» Requirement
Your answer must be every line of the data below that holds the string "bare", copied exactly.

Material to process START

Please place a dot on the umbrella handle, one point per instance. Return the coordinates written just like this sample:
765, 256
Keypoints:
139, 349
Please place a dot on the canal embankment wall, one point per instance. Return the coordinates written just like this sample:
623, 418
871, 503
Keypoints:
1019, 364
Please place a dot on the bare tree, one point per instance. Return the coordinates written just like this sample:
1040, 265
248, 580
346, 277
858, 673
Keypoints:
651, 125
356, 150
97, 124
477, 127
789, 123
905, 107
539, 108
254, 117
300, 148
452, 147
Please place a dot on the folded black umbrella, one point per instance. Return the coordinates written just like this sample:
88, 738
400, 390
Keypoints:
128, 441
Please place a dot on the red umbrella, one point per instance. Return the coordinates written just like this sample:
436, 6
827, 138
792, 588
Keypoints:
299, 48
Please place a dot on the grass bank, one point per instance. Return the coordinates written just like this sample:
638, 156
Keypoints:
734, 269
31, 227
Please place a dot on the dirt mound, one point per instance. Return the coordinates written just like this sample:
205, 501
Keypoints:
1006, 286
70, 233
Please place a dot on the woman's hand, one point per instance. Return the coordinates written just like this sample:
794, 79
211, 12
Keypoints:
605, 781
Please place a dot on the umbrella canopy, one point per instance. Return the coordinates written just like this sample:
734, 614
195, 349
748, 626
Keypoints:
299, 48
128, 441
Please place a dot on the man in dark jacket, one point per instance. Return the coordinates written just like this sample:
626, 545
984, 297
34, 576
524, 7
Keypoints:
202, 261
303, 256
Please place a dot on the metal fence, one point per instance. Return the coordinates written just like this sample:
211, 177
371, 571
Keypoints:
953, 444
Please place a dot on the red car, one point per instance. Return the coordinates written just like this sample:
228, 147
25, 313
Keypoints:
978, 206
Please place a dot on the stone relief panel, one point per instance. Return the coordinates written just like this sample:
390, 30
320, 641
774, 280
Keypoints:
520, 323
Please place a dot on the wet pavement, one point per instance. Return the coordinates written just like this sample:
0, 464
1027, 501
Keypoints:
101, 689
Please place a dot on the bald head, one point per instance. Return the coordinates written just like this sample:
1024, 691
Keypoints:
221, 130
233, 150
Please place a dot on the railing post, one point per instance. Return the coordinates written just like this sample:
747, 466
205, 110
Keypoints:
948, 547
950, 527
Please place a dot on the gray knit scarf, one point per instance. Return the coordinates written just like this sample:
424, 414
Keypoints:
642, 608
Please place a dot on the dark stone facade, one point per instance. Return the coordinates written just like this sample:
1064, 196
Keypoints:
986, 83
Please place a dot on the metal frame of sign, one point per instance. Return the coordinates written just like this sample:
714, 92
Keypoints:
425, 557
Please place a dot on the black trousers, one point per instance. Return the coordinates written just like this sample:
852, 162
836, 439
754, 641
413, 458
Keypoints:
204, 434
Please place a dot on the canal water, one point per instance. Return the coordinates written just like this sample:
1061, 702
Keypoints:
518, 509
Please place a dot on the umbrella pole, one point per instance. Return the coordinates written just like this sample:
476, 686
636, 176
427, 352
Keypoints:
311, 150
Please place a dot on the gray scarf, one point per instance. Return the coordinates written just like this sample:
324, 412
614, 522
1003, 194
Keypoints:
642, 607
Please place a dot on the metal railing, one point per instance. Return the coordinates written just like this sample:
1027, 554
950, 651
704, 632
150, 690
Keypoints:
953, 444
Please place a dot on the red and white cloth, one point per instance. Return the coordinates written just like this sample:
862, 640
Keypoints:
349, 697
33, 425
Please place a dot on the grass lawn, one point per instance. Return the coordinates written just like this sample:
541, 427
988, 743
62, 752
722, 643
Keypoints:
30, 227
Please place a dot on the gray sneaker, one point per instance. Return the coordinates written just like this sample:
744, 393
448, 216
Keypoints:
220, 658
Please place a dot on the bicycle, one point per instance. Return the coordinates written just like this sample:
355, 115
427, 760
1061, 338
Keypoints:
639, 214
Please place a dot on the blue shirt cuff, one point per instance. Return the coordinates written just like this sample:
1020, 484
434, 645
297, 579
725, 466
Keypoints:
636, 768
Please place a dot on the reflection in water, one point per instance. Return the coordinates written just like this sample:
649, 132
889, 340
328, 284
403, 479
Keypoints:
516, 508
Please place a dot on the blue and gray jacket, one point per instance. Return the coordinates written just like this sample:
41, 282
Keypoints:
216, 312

Material to process END
Material to process START

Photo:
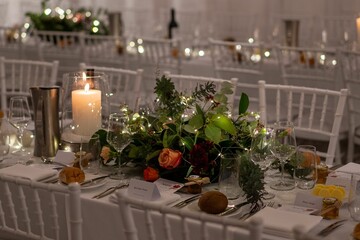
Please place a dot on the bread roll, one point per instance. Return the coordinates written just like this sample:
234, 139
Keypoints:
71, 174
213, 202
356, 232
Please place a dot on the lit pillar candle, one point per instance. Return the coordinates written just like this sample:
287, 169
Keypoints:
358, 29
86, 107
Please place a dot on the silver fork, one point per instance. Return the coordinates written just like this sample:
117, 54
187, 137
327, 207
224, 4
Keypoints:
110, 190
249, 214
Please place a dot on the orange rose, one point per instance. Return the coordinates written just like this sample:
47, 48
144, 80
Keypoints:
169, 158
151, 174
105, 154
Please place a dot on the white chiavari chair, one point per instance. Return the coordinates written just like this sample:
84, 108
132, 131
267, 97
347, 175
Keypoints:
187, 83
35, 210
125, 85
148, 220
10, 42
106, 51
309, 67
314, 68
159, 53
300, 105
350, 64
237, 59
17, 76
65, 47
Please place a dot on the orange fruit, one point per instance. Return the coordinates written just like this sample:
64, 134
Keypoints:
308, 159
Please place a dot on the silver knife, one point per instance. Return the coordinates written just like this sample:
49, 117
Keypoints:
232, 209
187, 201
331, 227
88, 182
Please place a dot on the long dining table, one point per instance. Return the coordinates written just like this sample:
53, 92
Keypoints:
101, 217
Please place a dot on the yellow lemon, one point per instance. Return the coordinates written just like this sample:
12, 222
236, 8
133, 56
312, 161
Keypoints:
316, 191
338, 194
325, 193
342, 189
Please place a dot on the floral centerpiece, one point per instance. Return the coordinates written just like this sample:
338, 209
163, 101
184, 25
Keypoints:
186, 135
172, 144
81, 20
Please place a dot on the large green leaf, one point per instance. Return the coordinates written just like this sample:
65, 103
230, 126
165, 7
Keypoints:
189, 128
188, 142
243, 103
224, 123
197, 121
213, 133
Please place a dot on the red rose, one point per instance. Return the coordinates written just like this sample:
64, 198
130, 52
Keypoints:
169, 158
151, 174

Material to process END
Material to process START

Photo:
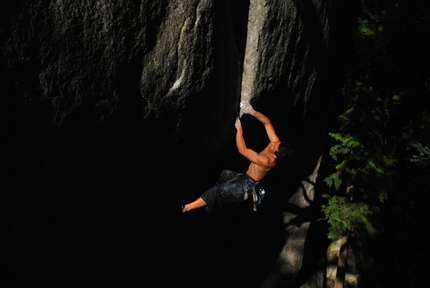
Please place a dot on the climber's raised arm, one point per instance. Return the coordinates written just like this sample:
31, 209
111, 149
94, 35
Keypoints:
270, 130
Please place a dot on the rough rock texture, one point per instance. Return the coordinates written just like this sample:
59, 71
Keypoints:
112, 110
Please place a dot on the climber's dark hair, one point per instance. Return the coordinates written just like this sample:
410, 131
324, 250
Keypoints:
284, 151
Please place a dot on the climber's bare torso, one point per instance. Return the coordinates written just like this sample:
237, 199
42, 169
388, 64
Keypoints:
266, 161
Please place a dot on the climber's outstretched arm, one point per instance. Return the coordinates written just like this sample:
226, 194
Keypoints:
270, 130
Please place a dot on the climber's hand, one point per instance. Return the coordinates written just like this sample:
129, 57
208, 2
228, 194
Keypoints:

Material to process END

» Answer
Please place a dot on the bare tree, one point per instance. Return the coordinates written just like this sample:
Please place a dot on the climber's bare torso, one point per instance. Return the coordinates written just like this sample:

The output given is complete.